#### Source extract:
_ _ _
The lectures review the advances in international trade theory, models to understand and analyze international trade policies and its implications. Special attention will be given to the behavior and impact of trade on multinational firms international, international trade wars, link between trade and endogenous growth. The course develops analytical instruments required to understand and analyze empirical evidence and real-world problems.

The lectures review fundamentals concepts (discussed in Network Economics I) and discuss various network-formation games, models describing strategic interactions in networks with externalities, models on international networks and markets. Special attention will be given to correspondence of real-world networks to theoretical frameworks for analysis of efficiency, optimality, and evolution.

In the course of this module, students gain deep insights into the value chain of energy trading. Thereto, the module covers the following topics: development of european and global energy markets; energy markets as fundament for risk management; risk management of company portfolios from the perspective of energy producers, consumers and traders; grid-bound energy sources electricity and gas supplemented by references on coal, crude oil and emission certificates.

**Challenges in Energy Markets (formerly I and II)**

After completion, students are able to analyze the fundamental changes taking place in the worldwide energy markets, the specific challenges, and the competitive environment. Further, they are able to outline how large-scale power plant projects are planned and successfully executed. They can also compare various financing models for the different types of power plants. Furthermore, they can analyze the importance of supply chain management for manufactures of various power technologies. Moreover, they can differentiate between various methods for implementing innovations. Finally, they are able to apply theoretical concepts to energy markets and manufacturers of energy technologies.

Please note that this is a new lecture, merging and replacing former lectures Challenges in Energy Markets I and Challenges in Energy Market II.

**Seminars**

**Advanced Seminar: Electricity Market Economics**

The aim of this seminar is to deepen knowledge of electricity markets and to enhance the ability to conduct sound and independent economic research in the area of power markets. To fulfil these goals, students have to implement a well-structured research agenda and prove their ability to present their findings both in written form and during the final presentation.

**Research Seminar: Studying the Transition to Clean and Sustainable Future**

The main goal of this course is to teach research skills. The seminars will review and discuss what it takes to implement the transition, focusing on the domestic and international energy systems and supply chains. The conceptual discussions will be used to formulate practical interrelated research questions and to develop analytical model frameworks for decision making under uncertainty, externalities, analysis of domestic and international competitiveness.

# Courses Winter Term 2021/2022

**Lectures**

In the course of this module, students gain an economic overview on the supply chain of energy companies and energy markets. Thereto, the module covers the following topics: supply chain of energy companies (from energy generation over transportation and trading to distribution); supply, demand and price determination on electricity markets; end products electricity and heat; climate change; energy transition to renewable energies; investment analysis of energy projects; real options; comparative statics on energy markets.
_ _ _
#### Exercise:
Continue the energy and trade economics course descriptions from the point where they stop.
_ _ _
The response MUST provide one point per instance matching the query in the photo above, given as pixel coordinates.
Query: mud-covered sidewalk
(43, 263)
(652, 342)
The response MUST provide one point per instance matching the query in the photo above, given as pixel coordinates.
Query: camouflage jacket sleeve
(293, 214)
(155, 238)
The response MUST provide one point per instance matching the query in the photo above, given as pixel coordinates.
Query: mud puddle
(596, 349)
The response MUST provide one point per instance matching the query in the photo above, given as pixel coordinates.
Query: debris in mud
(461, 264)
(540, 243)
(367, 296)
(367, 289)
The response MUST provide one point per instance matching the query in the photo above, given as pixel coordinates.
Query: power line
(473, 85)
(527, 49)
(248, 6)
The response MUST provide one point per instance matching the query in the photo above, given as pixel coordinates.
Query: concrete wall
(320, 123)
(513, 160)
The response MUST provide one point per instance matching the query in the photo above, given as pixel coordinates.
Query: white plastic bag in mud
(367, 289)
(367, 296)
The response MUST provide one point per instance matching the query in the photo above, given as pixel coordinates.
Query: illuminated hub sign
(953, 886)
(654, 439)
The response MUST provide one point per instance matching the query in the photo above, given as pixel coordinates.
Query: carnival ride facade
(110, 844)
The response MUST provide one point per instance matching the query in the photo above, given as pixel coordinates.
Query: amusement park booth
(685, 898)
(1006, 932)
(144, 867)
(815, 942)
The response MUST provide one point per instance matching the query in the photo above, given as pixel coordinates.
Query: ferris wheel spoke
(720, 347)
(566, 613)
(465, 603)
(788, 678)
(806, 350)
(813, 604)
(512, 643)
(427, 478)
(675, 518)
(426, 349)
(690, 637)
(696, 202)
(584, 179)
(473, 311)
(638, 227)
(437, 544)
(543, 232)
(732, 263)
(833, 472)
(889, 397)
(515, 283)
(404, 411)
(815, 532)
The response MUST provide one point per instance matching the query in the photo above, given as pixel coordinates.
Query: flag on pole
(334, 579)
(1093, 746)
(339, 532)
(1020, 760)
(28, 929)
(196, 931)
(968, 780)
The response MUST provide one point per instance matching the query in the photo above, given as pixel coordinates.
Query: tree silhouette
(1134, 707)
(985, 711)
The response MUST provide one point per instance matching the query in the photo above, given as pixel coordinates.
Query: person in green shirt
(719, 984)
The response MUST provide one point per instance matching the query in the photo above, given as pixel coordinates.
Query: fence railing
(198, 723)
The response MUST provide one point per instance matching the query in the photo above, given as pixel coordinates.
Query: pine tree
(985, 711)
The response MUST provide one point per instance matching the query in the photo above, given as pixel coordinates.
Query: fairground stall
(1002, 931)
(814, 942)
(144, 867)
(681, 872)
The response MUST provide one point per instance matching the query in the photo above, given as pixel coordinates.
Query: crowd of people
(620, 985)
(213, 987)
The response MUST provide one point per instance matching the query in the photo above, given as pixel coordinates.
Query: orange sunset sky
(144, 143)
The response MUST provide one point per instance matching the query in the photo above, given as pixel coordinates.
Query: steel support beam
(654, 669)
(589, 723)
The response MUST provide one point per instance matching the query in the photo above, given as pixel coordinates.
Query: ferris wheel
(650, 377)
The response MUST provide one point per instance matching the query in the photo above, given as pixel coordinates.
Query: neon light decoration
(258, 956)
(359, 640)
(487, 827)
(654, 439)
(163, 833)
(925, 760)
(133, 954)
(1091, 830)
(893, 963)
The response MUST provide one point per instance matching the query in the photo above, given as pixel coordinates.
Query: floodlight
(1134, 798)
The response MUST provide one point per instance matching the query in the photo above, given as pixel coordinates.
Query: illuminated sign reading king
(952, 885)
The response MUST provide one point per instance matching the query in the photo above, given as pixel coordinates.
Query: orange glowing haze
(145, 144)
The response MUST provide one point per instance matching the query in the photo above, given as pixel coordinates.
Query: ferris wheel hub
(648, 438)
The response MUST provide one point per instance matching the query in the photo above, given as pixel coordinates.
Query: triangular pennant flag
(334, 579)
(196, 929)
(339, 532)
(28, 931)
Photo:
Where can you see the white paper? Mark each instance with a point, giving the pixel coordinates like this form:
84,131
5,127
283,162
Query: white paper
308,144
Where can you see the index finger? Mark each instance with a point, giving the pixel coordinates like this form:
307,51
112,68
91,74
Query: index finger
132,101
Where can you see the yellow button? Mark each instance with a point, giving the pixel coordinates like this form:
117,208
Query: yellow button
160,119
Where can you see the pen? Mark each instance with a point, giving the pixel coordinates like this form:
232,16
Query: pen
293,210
_ _ _
#### Written answer:
This course discusses both theoretically and empirically the industrial economics and regulation of energy markets. It examines the fundamentals of primary energy markets for coal, gas and oil, foundations of electricity markets, price regulation, regulation of networks, policies to promote security of supply and policies to control emissions. A focal point of this course lies on electricity markets and their theoretical description and empirical analysis.

**Challenges in Energy Markets (formerly I and II)**

Following the lectures, students should be familiar with the fundamental changes taking place in the worldwide energy markets, and the specific challenges facing these markets. Students gain insights into the competitive environment and they learn how large-scale power plant projects are planned and successfully executed. They also understand that there are various financing models for the different types of power plants.

Please note that this is a new lecture, merging and replacing former lectures Challenges in Energy Markets I and Challenges in Energy Market II.

For all questons, please contact Vadim Gorski (Vadim.gorski@tum.de)

After successful participation in the module, students possess a broad basic knowledge regarding the economic specifications of industry markets with focus on additive manufacturing. Furthermore, students are able to solve industry related problems self-reliantly using both, mathematical techniques as well as attained economic intuition. Participants are moreover able to transfer economic principles on the special demands new technologies.

The main goal of the course is to teach students the most common concepts related to networks and equip them with mathematical tools to solve real-world problems. Upon successful completion of the course, students will be equipped to continue their education on network theory, be able to recognize economic and social networks, and see their importance in decision analysis.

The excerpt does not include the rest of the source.